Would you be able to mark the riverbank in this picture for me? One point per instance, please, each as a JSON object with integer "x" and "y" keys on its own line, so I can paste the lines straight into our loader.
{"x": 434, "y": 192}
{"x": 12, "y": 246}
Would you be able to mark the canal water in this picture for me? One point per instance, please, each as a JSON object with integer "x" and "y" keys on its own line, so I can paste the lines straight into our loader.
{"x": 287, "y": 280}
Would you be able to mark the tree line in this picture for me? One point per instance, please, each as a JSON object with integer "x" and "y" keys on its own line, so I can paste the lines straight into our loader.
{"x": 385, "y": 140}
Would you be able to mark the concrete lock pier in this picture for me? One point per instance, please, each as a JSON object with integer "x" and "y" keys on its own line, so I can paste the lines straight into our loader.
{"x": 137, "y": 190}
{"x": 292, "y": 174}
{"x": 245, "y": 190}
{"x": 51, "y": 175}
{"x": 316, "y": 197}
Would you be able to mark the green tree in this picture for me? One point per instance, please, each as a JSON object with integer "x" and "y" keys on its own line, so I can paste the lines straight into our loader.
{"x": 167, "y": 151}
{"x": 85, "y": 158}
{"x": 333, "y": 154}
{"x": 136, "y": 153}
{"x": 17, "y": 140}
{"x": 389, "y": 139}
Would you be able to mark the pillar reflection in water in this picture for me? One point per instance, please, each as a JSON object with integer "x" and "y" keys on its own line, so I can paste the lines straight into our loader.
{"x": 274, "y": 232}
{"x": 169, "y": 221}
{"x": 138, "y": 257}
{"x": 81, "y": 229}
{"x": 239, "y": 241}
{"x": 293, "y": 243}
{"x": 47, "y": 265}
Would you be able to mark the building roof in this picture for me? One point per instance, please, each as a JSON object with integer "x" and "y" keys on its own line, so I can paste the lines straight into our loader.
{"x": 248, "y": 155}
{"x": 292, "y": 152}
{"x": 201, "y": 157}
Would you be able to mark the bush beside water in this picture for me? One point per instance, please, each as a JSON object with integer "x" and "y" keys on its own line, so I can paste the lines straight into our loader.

---

## TASK TO COMPLETE
The whole listing above needs to be transcribed exactly.

## EXPECTED OUTPUT
Would you be able to mark the riverbank in this picture for me? One point per instance, please, each as a JSON object with integer "x" and "y" keys on its own line, so I can paste the lines straight into our loader.
{"x": 434, "y": 192}
{"x": 12, "y": 246}
Would you be able to mark the canal water in this picture for me? One point per instance, please, each as a JSON object with integer "x" and "y" keys on its own line, so I can paste the lines straight into our loader.
{"x": 287, "y": 280}
Would you be able to mark the tree line in this picture for me? One point per instance, please, each as a JSON object with integer "x" and "y" keys on its own line, so I can paste the lines straight into our loader.
{"x": 385, "y": 140}
Would you be able to mark the concrete lock pier in this picture for me? One point per instance, please, each as a JSON object with integer "x" and "y" keys on its own line, so I can paste the lines straight into our loader.
{"x": 137, "y": 190}
{"x": 292, "y": 174}
{"x": 245, "y": 190}
{"x": 51, "y": 175}
{"x": 316, "y": 197}
Would you be able to mark the green tree in this picture for me? One point per instance, please, each as a JSON object with integer "x" and "y" keys on its own line, so I can paste the lines straight into our loader.
{"x": 167, "y": 151}
{"x": 85, "y": 158}
{"x": 333, "y": 154}
{"x": 136, "y": 153}
{"x": 17, "y": 140}
{"x": 389, "y": 139}
Would you be able to mark the pillar reflection in water in this picture for me? One point per instance, please, each as a JSON object with integer "x" and "y" keys on its own line, so I can paste the lines straight into our loader.
{"x": 274, "y": 232}
{"x": 169, "y": 221}
{"x": 138, "y": 257}
{"x": 81, "y": 229}
{"x": 239, "y": 241}
{"x": 293, "y": 243}
{"x": 47, "y": 265}
Would you be able to mark the building roof in this picture for me? One point per instance, please, each as a JSON object with integer "x" and "y" keys on its own line, so I can paste the lines straight into our loader.
{"x": 248, "y": 155}
{"x": 292, "y": 152}
{"x": 201, "y": 157}
Would you be able to mark the bush beside water in this picture for me? One point per instance, please, each as a JSON object with integer "x" and "y" keys on its own line, so I can paste the lines straight into our loader.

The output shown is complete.